▶ _TASKS TO PERFORM_:
1. In the post about adjunct teaching, list every teaching position that the quoted message says its writer has held.
2. Print the passage of the post about adjunct teaching from "Like Jim I don't" to "said it all!", word for word.
[START DOCUMENT]
With a few variations on the theme, pretty much what Jim said. My primary
adjunct gig is with a school where I was a regular faculty member for
so I pretty much know the ropes.
Like Jim I don't miss the governance issues at all. In a sense being the hired
gun strictly teaching is on the liberating side. School/university politics
simply are not a concern. I also think it makes grading easier- there are no
pay raises tied to deeply flawed teaching evaluation surveys. One of my
students last semester commented that I was the toughest grader she'd had in
her program. "Good," think I.
Now what this conversation really needs is input from folks who are not old
warhorses like me and Jim. Practicing librarians who do some adjunct work on
the side, or newly minted Ph.D.s with no permanent gig yet doubtless
have a far
different perspective on the adjunct experience then folks who have done the
whole thing before.
Ranganathan said it all!
Quoting James H Sweetland <[log in to unmask]>:
> OK, I'll jump in.
> Was adjunct faculty when I was a librarian.
> Then full time tenure track faculty.
> Now, back to being part time temp now that I am a bookseller.
> Part 1: Good experience, and I enjoyed it. The pay was, as it
> happens, fairly good, but no
> fringe benefits of course. If I had not had another job, that would
> have been a big problem.
[END DOCUMENT]
[START DATA EXCERPT]
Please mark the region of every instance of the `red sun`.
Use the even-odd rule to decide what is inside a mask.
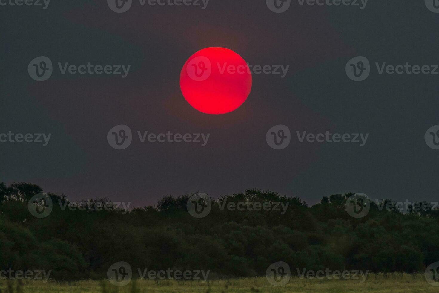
[END DATA EXCERPT]
▶ _SOLVED TASKS_:
1.
- Adjunct faculty (while a librarian)
- Full time tenure track faculty
- Part time temp (now that the writer is a bookseller)

2.
Like Jim I don't miss the governance issues at all. In a sense being the hired
gun strictly teaching is on the liberating side. School/university politics
simply are not a concern. I also think it makes grading easier- there are no
pay raises tied to deeply flawed teaching evaluation surveys. One of my
students last semester commented that I was the toughest grader she'd had in
her program. "Good," think I.
Now what this conversation really needs is input from folks who are not old
warhorses like me and Jim. Practicing librarians who do some adjunct work on
the side, or newly minted Ph.D.s with no permanent gig yet doubtless
have a far
different perspective on the adjunct experience then folks who have done the
whole thing before.
Ranganathan said it all!